Given passage:

The economist Jacques Attali’s polemical book Noise: The Political Economy of Music advances provocation along these lines: “work noise, noise of man, and noise of beast. Noise bought, sold or prohibited. Nothing essential happens in the absence of noise” (p.3).

References

  • Attali, Jacques. 1985. Noise: The Political Economy of Music. Minneapolis: University of Minnesota Press.
  • Shannon, Claude E. 1948. A mathematical theory of communication. The Bell System Technical Journal, (27)379-423, 623-656.

5 Comments

  1. Pier Daniel says:

    I’m a strong believer of the importance of multiple signals in “normal” and mediated speaking communication. In the first case both speakers communicate, not only via the meaning of the message, but also because they are giving additional information by modulating their voice tone, their body language and by interacting with each other. On a phone, on the other hand, one can’t convey additional feelings and information from a visual perspective; but nevertheless, many non-voluntary sound cues are given. Think for example when there is a cell phone communication. We can tell if the other speaker is moving, where he is, if he is relaxed or on a hurry, if he needs to tell a secret, if he wants to be vague etc.
    Also, in mediated communication one easily forgets about the fact that he is projecting himself, therefore giving us a lot of information unconsciously, because he is not seeing the body language and face feedback of the listener. Moreover he can’t be too sure about what the other speaker is hearing and really understanding. Anyhow, he is telling us more than just the meaning of words, even if he doesn’t want too. This also means that he can be more easily misunderstood and that it might be more difficult to say if he is being honest about what he is saying. On the other hand one can’t be sure if he fooled his listener when he is saying a lie. So, mediated communication makes speech more ambiguous, but also more endearing. This is why I think that we are often more interested in this voluntary and involuntary “noise” of a conversation rather than on the actual information the other speaker is giving us via the meaning of the words. In fact, our real human nature is always projected when we talk, but is hidden behind the meaning of words, which might seem more important. However we attribute the importance of word meanings to how much we can glimpse of the speaker’s emotions when he is talking about them. I guess that it is for this reason that randomness and noise are often related to human nature. In conclusion, it would be interesting to investigate how much we consciously know about how we project ourselves when we are on the phone or using other means of communication. Moreover, as listeners, do we perceive phone communication more “noisy”, as in more intriguing, than normal speech?

Exercise data:
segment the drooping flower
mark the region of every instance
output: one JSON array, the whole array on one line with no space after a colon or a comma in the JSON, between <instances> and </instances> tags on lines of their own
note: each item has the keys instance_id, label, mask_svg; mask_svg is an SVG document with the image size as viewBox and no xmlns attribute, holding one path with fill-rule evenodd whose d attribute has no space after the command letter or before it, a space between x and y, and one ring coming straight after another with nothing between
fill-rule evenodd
==
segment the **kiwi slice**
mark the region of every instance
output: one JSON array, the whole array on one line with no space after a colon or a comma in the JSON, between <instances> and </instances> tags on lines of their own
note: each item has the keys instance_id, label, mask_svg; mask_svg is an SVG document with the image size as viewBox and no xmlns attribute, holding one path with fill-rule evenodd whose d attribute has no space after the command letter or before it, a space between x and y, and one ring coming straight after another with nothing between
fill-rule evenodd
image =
---
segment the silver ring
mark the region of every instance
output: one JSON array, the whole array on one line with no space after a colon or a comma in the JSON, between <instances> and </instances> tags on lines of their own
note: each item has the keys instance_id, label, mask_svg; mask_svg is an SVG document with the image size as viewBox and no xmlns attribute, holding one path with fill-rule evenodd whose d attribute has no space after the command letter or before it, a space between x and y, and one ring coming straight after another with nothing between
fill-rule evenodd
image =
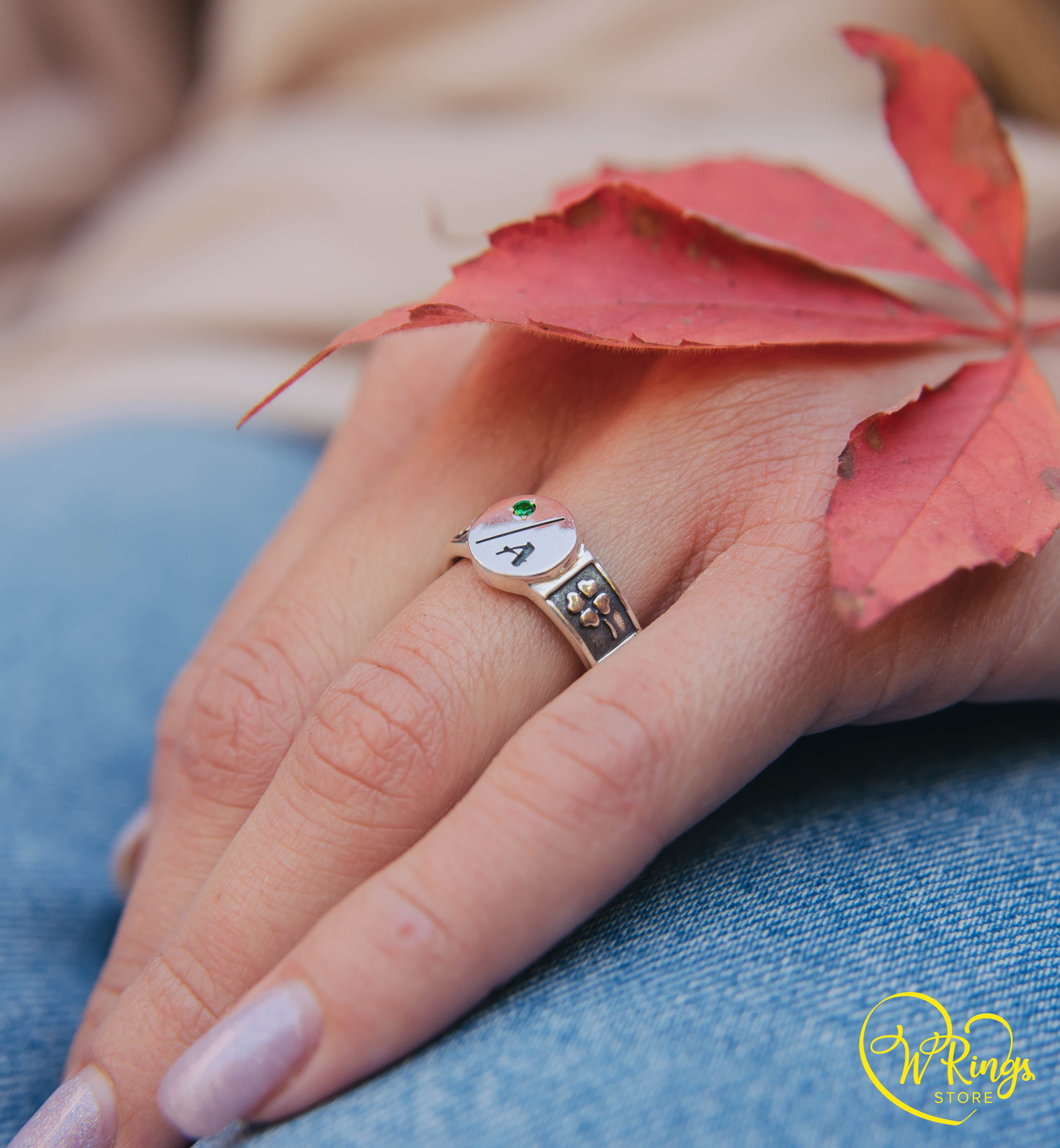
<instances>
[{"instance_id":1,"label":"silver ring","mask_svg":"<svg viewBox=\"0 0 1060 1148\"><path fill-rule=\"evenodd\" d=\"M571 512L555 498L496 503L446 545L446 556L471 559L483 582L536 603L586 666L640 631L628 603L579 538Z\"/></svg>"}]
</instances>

Apply what you read:
1/ Answer these questions using the passage about noise. Give each answer on its own line, marked the same way.
(a) Which press published Attali's book Noise: The Political Economy of Music?
(b) In what year did Claude E. Shannon's "A mathematical theory of communication" appear?
(c) In the comment by Pier Daniel, what two effects does mediated communication have on speech?
2/ Continue the passage about noise, starting right after its last sentence.

Answers for the exercise:
1/
(a) University of Minnesota Press
(b) 1948
(c) It makes speech more ambiguous, but also more endearing.

2/
  2. Xi Ge says:

    If noise are signals, then it is there, with its hidden meaning, no matter whether there is some one trying to figure out its meaning. I think the idea here is to pay attention to things otherwise neglected. However, as long as we begin to dig meaning from the “noise”, can it still be regarded as noise? Donna Haraway uses “noise” parallel with “heat” as one of her modern and postmodern binary concepts. To her, both represent the inefficiencies within a productive process. In industrial ages, heat is the outcome of wasted input, while in informational productive process, noise representative the waste as “whatever isn’t signal”. I find Haraway’s view on noise more convincing to me. What I find tricky here is the rhetoric definition or boundary of “noise”. Sometimes when people try to theorize something, we may make appropriation unconsciously, ending up with signifying other or new concept.

  3. kimo says:

    A friend of mine used to show me a semi-finished painting by herself, and ask me “is it too noisy”? I guess it is one of the way how “noise” should have far more than one definition apart from its HZ properties. The idea that treating noise as a signal is fancy. The noise conveys information through different channel under different background, sometime the noise itself would be of none meaning when we remove its context. I think the definition from this signal angle highlights more on the functional rather than physical propitious of noise, which is why it is special and meaningful.